→ INSTRUCTIONS TO FOLLOW: Pick out every line below that contains the string "pole" and copy each one.

→ Location labeling lines:

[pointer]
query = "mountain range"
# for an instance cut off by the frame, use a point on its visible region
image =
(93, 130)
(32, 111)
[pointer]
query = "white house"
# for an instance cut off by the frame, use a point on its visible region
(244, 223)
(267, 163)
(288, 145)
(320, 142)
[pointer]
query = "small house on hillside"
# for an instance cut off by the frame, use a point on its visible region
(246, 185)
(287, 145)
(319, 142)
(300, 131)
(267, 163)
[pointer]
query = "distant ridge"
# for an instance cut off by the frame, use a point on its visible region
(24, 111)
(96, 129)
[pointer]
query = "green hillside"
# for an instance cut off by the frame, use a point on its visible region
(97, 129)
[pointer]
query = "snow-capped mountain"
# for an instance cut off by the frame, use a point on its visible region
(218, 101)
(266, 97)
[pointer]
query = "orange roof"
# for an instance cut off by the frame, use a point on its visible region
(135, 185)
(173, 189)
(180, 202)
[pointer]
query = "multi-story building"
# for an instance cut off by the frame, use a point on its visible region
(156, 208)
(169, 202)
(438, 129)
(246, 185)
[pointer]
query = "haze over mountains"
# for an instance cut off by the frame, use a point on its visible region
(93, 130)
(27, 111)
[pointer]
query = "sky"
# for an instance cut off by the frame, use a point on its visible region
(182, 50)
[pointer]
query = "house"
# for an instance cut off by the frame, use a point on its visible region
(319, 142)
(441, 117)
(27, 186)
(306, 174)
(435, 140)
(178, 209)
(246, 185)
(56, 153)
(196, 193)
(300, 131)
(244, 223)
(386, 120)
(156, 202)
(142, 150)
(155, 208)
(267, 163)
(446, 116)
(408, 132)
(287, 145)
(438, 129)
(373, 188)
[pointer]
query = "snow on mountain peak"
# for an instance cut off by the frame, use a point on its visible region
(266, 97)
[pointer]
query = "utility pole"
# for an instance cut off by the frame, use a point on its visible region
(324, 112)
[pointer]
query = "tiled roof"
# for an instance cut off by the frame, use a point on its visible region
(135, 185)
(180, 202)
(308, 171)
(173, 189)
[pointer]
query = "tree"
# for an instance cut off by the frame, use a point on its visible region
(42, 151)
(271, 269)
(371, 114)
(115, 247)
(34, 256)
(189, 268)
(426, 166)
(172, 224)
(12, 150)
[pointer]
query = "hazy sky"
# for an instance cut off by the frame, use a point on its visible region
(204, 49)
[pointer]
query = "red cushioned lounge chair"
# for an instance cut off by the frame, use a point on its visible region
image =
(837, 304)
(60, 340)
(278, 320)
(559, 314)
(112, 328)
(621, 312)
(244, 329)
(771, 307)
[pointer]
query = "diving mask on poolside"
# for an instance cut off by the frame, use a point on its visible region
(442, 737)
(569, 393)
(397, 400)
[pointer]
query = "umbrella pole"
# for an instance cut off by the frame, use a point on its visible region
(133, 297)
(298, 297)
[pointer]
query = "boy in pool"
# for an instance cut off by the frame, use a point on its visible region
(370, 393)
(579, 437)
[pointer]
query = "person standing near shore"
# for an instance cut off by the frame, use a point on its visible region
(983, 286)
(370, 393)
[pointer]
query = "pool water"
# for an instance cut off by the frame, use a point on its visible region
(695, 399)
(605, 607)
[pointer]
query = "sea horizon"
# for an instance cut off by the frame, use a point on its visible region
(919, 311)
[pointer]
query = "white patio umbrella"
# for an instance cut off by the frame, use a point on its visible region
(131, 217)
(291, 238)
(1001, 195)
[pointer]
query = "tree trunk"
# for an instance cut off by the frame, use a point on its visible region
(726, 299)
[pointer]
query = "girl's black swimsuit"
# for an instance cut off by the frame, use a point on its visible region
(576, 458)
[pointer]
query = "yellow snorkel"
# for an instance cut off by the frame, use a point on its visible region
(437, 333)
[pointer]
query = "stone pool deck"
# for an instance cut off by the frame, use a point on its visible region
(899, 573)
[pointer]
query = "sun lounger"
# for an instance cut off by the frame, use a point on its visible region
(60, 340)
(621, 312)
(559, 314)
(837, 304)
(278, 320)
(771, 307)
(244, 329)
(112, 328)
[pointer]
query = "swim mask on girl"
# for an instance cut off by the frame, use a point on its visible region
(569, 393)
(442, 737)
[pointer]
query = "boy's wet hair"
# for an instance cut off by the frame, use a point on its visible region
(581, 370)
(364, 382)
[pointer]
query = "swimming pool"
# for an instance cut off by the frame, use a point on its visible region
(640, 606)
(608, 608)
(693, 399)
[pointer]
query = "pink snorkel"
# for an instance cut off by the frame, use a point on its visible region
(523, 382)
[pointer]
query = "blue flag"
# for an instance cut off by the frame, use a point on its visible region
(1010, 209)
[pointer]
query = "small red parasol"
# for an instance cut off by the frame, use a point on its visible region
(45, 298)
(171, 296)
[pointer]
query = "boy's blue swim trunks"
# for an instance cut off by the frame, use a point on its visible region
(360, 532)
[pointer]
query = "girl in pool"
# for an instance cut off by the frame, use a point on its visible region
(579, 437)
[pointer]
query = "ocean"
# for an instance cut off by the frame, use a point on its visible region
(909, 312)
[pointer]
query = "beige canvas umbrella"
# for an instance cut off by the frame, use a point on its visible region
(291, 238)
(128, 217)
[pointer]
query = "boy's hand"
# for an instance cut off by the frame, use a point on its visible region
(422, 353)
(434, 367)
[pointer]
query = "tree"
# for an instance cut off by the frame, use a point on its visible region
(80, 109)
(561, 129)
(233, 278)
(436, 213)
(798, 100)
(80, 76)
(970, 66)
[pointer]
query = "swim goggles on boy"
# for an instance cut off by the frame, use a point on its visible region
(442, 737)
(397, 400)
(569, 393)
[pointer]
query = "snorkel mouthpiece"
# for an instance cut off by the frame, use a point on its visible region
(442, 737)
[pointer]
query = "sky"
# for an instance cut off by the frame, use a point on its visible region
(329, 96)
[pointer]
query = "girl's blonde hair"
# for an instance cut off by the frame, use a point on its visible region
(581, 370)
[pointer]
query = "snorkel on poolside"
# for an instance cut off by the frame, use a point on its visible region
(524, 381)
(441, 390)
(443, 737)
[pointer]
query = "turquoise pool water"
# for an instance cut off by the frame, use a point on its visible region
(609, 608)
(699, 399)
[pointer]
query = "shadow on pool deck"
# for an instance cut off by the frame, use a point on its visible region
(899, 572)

→ REPLY TO THE TASK:
query = "utility pole"
query = "umbrella pole"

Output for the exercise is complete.